Point-per-instance localization data:
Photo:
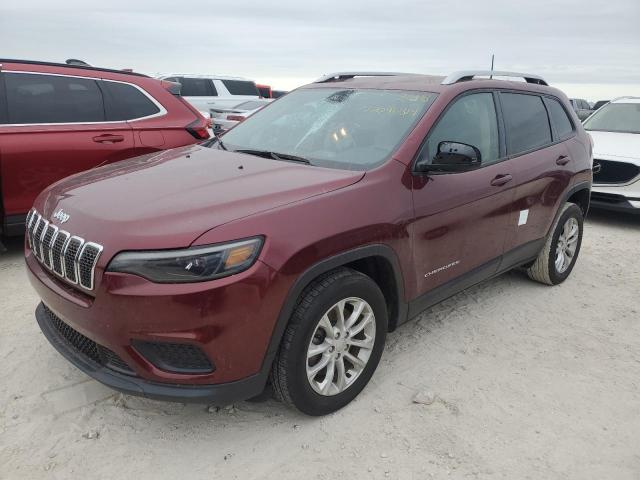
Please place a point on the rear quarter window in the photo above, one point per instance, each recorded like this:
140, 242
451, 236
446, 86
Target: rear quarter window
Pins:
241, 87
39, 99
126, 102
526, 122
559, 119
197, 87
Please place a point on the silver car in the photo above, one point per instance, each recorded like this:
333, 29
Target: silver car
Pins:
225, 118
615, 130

---

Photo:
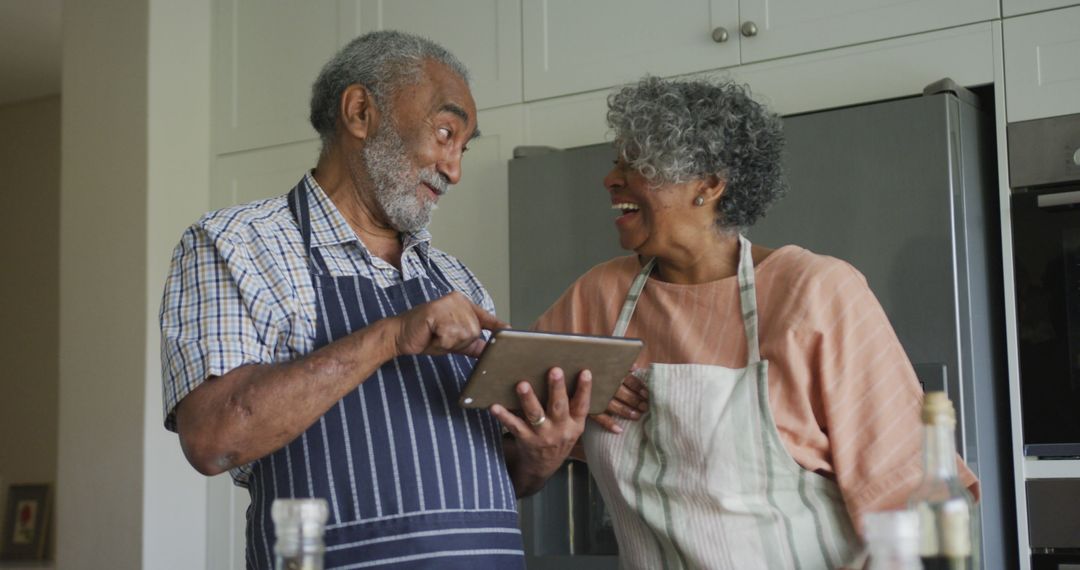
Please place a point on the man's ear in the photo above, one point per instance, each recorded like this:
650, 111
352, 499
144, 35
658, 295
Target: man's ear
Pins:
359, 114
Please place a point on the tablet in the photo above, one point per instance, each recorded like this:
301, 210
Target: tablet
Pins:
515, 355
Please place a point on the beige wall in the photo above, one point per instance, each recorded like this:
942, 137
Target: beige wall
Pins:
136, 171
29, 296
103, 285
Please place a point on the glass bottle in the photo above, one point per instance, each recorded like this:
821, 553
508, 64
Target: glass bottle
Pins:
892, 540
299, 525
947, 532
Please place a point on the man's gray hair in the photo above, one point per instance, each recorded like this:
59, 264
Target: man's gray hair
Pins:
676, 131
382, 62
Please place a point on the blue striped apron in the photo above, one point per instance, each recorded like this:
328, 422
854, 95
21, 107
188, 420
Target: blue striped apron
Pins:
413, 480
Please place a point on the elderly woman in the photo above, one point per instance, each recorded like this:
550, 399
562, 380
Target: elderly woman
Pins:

--

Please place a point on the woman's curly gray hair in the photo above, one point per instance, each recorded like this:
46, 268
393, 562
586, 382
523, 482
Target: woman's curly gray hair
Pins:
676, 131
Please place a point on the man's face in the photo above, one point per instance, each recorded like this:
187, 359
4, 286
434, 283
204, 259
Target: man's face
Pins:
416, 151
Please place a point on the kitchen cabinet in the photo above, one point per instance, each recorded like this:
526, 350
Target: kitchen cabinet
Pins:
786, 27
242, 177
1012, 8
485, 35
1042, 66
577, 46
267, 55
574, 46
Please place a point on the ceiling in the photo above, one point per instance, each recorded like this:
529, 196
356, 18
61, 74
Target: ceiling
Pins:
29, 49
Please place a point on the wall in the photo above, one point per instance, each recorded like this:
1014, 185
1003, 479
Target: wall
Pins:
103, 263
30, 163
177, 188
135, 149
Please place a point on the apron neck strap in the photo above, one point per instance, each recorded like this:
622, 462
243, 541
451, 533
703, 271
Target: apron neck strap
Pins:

== TASK ITEM ==
Once you have found every line above holding the word "curly", copy those lines.

== RESPONSE TO THE EXERCISE ==
Please place a point on the woman's curly gray hair in the photo above, one point per instance, each recorded like this:
Target: woman's curly gray hair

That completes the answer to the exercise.